- TUJUAN 1 -
Susun catatan mulai dari awal catatan hingga baris yang memuat "[335,434,1200,798]" sebagai CSV dua kolom bernama permintaan dan jawaban, dengan satu baris untuk setiap permintaan. Letakkan teks permintaan dan jawabannya masing-masing dalam satu bidang berkutip, dengan setiap pergantian baris diganti spasi.

3. Menggunakan sentuhan tangan-di-bawah-tangan untuk memberi respon pada eksplorasi, pencetusan topik dan ekspresi perasaan.

Seorang anak tunanetra-rungu dan sering tampak tak berdaya cenderung menunjukkan perilaku meminta bantuan dari pengasuhnya. Satu jenis bantuan yang umum diberikan orang adalah manipulasi "tangan-di atas-tangan" (tangan pengajar atau orang tua di atas tangan anak). Dilakukan terlalu sering dan eksklusif, kondisi tangan-di atas-tangan membuat tangan anak tunanetra-rungu menjadi pasif, menunggu arahan dari tangan orang lain, dan menghindari untuk meraih informasi dan stimulasi di dunia. Ini juga mengalihkan perhatian anak dari obyek yang disentuh menjadi ke tangan yang berada di atas tangannya.


image: The teacher’s hand is slightly under the child’s as they explore together


Gambar 1. Tangan sang guru berada sedikit di bawah tangan si anak selagi mereka bereksplorasi bersama-sama


Dalam situasi umumnya, cara yang paling trampil dalam menyentuh seorang anak (atau orang dewasa) yang buta-tuli adalah tangan-di bawah-tangan. Ketika tangan seorang anak mengeksplorasi suatu obyek, atau bagian dari tubuhnya, atau tubuh orang lain, suatu sentuhan lembut di bawah bagian tangannya, atau langsung sepanjang sisi tangannya menjadi gerakan yang setara dengan gerak menunjuk. Sentuhan seperti itu membangun topik bersama dan menjadi dasar dari perkembangan bahasa. Kealamian dari sentuhan ini adalah penting. Sentuhan tangan-di bawah-tangan harus dilakukan secara hati-hati dengan tiga tujuan.

Sentuhan tangan-di-bawah–tangan ini (atau sentuhan jari-sepanjang sisi-jari):
·     tidak diatur.
·     memudahkan anak mengetahui bahwa kita membagi pengalaman menyentuh obyek yang sama atau membuat gerakan-gerakan yang sama.
·     tidak menutupi bagian-bagian paling penting dari pengalaman anak terhadap obyek apapun yang ia sentuh.

- INFORMASI YANG DIBERIKAN -

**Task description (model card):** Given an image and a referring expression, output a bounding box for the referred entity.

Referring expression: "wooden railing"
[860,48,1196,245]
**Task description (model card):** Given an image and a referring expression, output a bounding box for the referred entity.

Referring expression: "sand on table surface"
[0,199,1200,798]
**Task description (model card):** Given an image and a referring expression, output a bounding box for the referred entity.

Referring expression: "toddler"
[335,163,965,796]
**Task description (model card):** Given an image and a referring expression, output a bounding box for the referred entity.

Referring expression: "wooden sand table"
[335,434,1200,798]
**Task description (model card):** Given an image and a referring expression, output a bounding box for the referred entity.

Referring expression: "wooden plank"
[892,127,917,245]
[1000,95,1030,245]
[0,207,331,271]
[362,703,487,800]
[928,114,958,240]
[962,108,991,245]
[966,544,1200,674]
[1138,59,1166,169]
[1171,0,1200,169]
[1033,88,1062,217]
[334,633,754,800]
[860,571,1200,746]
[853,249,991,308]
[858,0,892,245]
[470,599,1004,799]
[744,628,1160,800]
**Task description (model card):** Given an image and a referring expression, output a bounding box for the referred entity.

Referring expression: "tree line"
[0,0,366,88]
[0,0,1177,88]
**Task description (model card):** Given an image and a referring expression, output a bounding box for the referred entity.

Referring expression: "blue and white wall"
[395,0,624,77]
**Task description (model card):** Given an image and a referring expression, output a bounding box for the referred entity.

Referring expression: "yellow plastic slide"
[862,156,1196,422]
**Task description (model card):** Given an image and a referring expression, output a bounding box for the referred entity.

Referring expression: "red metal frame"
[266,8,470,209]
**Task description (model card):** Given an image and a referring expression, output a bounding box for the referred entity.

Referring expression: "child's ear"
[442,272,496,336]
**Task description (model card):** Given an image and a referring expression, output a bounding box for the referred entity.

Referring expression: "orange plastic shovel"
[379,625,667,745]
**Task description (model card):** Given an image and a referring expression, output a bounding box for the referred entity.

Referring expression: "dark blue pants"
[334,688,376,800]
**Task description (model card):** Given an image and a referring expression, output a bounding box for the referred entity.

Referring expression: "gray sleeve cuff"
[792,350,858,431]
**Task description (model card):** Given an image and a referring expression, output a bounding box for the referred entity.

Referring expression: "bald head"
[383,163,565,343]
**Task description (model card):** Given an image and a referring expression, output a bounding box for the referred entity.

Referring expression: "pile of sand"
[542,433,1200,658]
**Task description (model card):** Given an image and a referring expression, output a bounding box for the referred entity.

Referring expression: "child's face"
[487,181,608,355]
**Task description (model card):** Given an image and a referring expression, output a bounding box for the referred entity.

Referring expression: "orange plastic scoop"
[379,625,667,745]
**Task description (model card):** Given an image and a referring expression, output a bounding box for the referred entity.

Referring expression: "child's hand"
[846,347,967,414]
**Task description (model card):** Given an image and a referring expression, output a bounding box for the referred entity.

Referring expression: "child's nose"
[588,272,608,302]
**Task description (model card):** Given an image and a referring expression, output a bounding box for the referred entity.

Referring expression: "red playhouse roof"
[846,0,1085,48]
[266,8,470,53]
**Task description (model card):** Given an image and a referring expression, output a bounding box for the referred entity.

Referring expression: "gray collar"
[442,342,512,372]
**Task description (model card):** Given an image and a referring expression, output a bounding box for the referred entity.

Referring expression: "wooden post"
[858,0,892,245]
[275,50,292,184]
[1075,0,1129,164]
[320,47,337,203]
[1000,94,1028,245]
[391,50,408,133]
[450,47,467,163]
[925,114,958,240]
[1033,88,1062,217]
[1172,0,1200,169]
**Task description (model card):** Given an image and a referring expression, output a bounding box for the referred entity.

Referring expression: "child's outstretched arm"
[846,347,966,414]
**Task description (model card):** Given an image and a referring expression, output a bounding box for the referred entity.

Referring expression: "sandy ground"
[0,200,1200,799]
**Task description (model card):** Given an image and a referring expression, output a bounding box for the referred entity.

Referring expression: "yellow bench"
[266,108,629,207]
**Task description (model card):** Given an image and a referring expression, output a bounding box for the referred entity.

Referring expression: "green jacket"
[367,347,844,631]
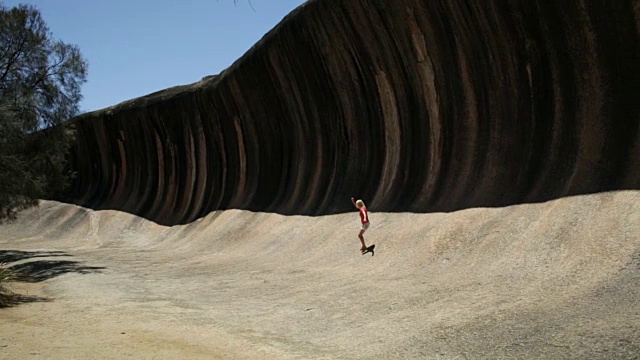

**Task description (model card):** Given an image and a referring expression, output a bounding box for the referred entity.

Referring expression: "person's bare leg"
[358,230,367,250]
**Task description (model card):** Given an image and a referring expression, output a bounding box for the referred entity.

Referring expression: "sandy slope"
[0,191,640,359]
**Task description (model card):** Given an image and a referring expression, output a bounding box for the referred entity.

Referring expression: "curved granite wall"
[68,0,640,224]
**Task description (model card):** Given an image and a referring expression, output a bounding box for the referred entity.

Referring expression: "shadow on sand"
[0,250,105,308]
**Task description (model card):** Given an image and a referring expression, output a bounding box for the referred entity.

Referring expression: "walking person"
[351,198,369,253]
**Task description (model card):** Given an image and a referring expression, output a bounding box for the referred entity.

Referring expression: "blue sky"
[0,0,304,111]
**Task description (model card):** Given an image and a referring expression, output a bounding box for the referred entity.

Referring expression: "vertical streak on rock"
[371,72,400,208]
[229,116,247,208]
[564,0,607,194]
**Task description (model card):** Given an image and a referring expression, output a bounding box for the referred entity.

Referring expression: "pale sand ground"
[0,191,640,359]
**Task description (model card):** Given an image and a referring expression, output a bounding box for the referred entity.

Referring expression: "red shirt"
[360,206,369,224]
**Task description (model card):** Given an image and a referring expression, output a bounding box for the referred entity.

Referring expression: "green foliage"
[0,4,87,220]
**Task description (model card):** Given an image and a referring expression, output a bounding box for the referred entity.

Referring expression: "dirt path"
[0,191,640,359]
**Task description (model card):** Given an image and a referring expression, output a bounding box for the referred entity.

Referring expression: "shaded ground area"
[0,250,104,307]
[0,191,640,359]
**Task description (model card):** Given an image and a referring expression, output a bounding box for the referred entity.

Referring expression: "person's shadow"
[362,244,376,256]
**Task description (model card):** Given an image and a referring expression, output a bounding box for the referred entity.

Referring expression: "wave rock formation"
[67,0,640,225]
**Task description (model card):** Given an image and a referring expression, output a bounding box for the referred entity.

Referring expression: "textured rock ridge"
[68,0,640,224]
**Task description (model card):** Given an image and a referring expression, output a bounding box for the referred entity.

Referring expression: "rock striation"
[66,0,640,225]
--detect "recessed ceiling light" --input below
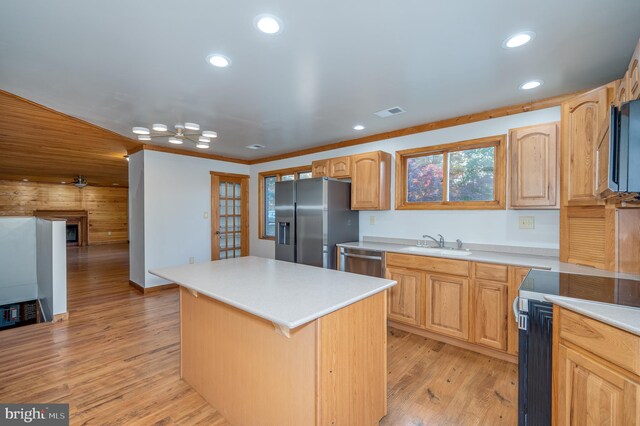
[207,53,231,68]
[132,127,149,135]
[520,80,544,90]
[254,14,281,34]
[502,31,536,49]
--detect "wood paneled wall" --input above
[0,180,129,244]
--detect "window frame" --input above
[395,135,507,210]
[258,165,311,241]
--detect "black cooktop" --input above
[520,269,640,308]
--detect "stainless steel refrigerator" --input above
[275,178,359,269]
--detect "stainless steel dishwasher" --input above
[340,247,385,278]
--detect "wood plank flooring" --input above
[0,245,517,426]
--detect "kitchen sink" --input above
[400,246,471,256]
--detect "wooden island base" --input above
[180,287,387,426]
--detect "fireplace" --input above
[33,210,89,247]
[67,223,79,246]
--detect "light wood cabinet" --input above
[474,279,509,351]
[351,151,391,210]
[561,86,612,206]
[627,41,640,101]
[311,160,329,177]
[425,274,469,340]
[329,157,351,178]
[596,121,616,198]
[553,306,640,426]
[509,123,560,209]
[386,267,424,325]
[613,71,629,107]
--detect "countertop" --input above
[149,256,396,329]
[337,241,640,280]
[338,241,640,335]
[545,296,640,336]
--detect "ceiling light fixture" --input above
[133,127,149,135]
[132,122,218,149]
[207,53,231,68]
[254,14,281,34]
[502,31,536,49]
[520,80,544,90]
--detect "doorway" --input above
[211,172,249,260]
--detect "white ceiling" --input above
[0,0,640,158]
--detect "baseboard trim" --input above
[129,280,178,294]
[51,312,69,322]
[388,321,518,364]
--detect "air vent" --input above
[374,107,405,118]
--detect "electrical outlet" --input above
[518,216,536,229]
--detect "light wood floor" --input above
[0,245,517,425]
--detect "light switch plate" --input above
[518,216,536,229]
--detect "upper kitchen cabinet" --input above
[311,160,329,177]
[509,122,560,209]
[351,151,391,210]
[627,41,640,101]
[329,156,351,179]
[561,86,613,206]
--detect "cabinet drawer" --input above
[475,263,509,283]
[387,253,469,277]
[558,309,640,375]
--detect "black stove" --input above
[520,269,640,308]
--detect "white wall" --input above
[129,151,145,285]
[35,219,67,320]
[250,107,560,257]
[129,150,249,287]
[0,217,38,305]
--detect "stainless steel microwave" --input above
[608,100,640,193]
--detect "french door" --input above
[211,172,249,260]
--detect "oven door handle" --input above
[342,253,382,260]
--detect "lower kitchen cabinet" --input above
[474,280,509,351]
[386,267,424,326]
[553,306,640,426]
[425,275,469,340]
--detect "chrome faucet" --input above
[422,234,444,248]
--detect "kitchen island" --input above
[150,257,396,425]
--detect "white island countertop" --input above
[149,256,396,329]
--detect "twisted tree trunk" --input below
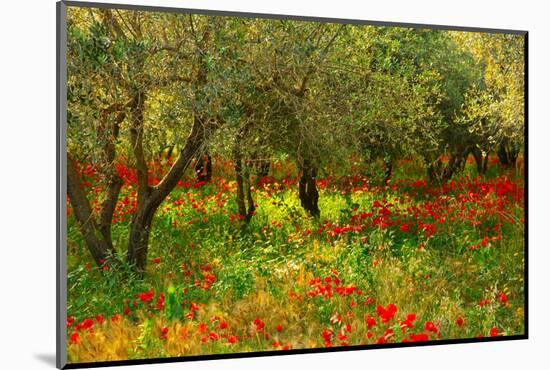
[298,160,321,218]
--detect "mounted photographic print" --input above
[57,2,527,368]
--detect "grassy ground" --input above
[67,156,524,362]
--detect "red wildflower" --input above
[376,303,397,322]
[253,318,265,331]
[70,331,80,344]
[424,321,438,334]
[160,327,168,340]
[218,320,228,330]
[365,316,376,330]
[137,290,155,303]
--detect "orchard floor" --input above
[67,161,525,363]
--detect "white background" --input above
[0,0,550,370]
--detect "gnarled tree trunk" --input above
[298,160,321,218]
[195,151,212,182]
[127,105,213,274]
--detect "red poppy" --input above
[376,303,397,322]
[137,290,155,303]
[160,327,168,340]
[424,321,438,334]
[253,318,265,331]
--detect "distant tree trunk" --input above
[195,151,212,182]
[298,160,321,218]
[482,153,489,175]
[384,159,393,186]
[233,122,256,222]
[497,141,519,168]
[427,149,468,184]
[127,103,211,274]
[256,159,271,180]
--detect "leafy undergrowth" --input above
[67,161,524,362]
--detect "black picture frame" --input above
[56,1,529,369]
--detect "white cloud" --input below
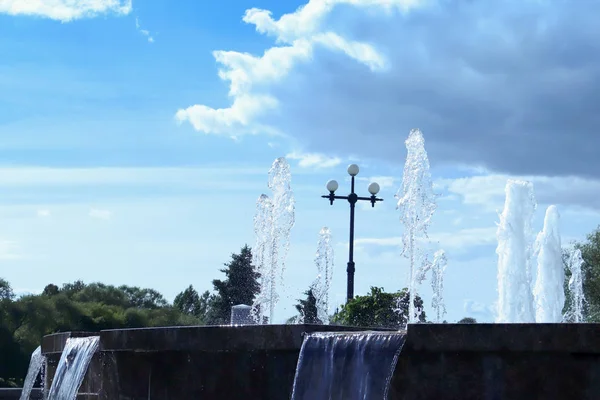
[285,152,342,168]
[135,18,154,43]
[0,0,132,22]
[89,208,112,220]
[37,210,51,218]
[176,0,421,136]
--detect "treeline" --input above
[0,246,259,387]
[0,227,600,387]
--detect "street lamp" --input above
[321,164,383,302]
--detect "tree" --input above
[332,287,426,329]
[206,245,260,324]
[295,286,323,325]
[42,283,60,297]
[565,226,600,322]
[0,278,15,300]
[173,285,211,323]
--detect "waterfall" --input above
[48,336,100,400]
[292,332,405,400]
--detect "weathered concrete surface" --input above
[0,388,42,400]
[390,324,600,400]
[42,324,600,400]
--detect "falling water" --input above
[252,194,276,323]
[292,332,405,400]
[252,157,295,322]
[431,250,448,322]
[565,249,585,322]
[396,129,436,322]
[269,157,296,285]
[48,336,100,400]
[496,180,537,323]
[20,346,46,400]
[533,206,565,323]
[314,227,333,324]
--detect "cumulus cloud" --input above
[89,208,112,219]
[0,0,132,22]
[177,0,600,177]
[285,152,342,168]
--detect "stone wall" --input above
[42,324,600,400]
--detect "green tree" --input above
[332,287,426,329]
[42,283,60,297]
[294,286,323,325]
[565,226,600,322]
[206,245,260,324]
[173,285,211,323]
[0,278,15,300]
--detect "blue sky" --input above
[0,0,600,320]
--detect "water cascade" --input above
[496,180,537,323]
[565,249,585,323]
[533,206,565,323]
[292,332,405,400]
[252,157,295,322]
[48,336,100,400]
[431,250,448,323]
[20,346,46,400]
[313,227,333,324]
[396,129,436,322]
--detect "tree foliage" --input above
[0,279,200,387]
[206,245,260,325]
[332,287,426,329]
[566,226,600,322]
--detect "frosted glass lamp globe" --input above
[327,179,339,193]
[348,164,360,176]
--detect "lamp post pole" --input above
[321,164,383,302]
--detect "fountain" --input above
[20,346,45,400]
[252,157,295,323]
[313,227,333,324]
[496,180,536,323]
[565,249,585,323]
[431,250,448,323]
[396,129,436,323]
[12,131,600,400]
[533,206,565,323]
[292,332,405,400]
[48,336,100,400]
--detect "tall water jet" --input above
[565,249,585,322]
[396,129,436,322]
[533,206,565,323]
[292,332,405,400]
[253,157,295,323]
[313,227,333,324]
[431,250,448,323]
[48,336,100,400]
[252,194,277,323]
[20,346,45,400]
[269,157,296,285]
[496,180,537,323]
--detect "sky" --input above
[0,0,600,321]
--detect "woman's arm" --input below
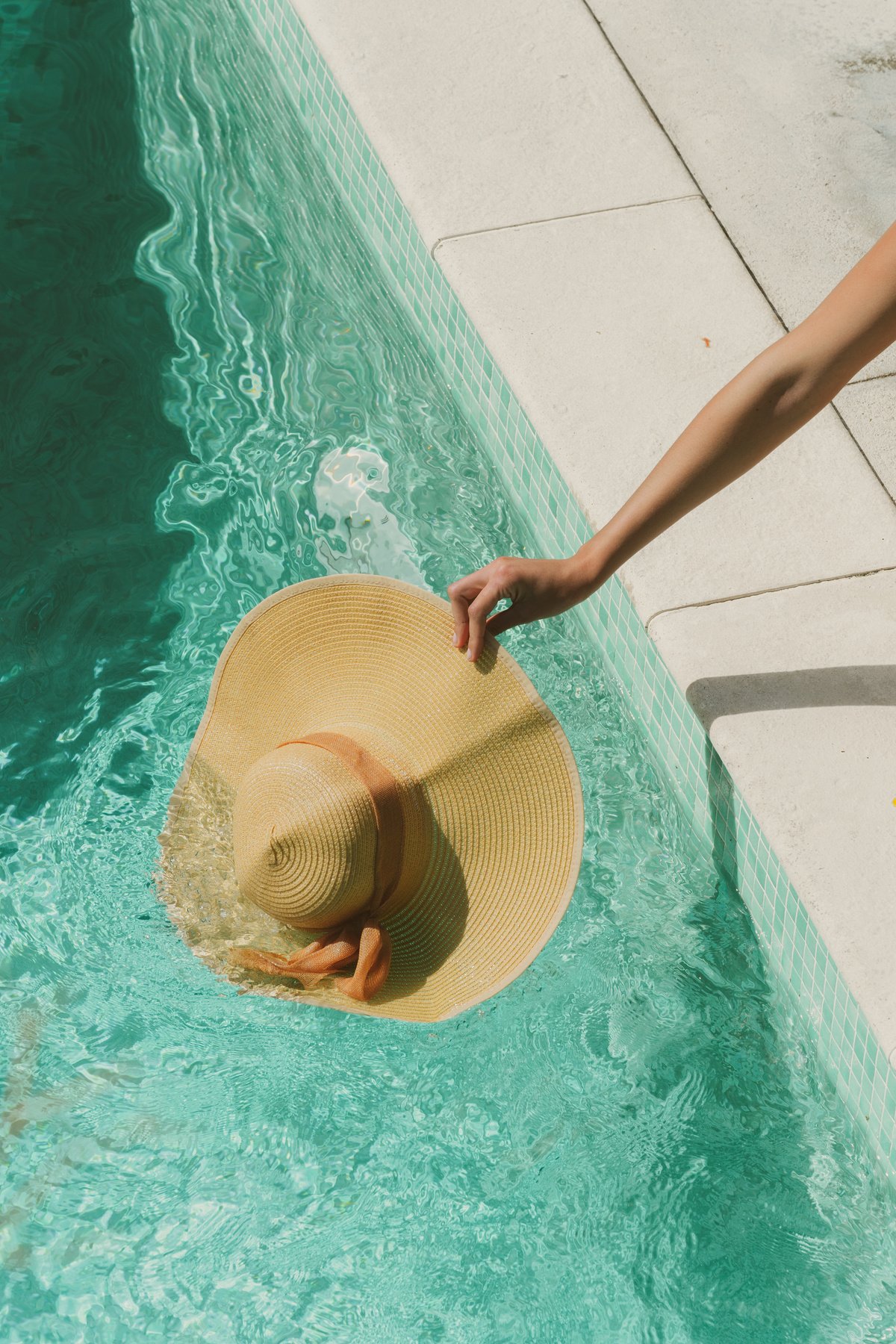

- TUJUAN 2 -
Menurut bacaan, sentuhan apa yang merupakan cara paling trampil untuk menyentuh anak buta-tuli dalam situasi umumnya?

- HASIL 1 -
permintaan,jawaban
"**Task description (model card):** Given an image and a referring expression, output a bounding box for the referred entity. Referring expression: ""wooden railing""","[860,48,1196,245]"
"**Task description (model card):** Given an image and a referring expression, output a bounding box for the referred entity. Referring expression: ""sand on table surface""","[0,199,1200,798]"
"**Task description (model card):** Given an image and a referring expression, output a bounding box for the referred entity. Referring expression: ""toddler""","[335,163,965,796]"
"**Task description (model card):** Given an image and a referring expression, output a bounding box for the referred entity. Referring expression: ""wooden sand table""","[335,434,1200,798]"

- HASIL 2 -
Sentuhan tangan-di bawah-tangan.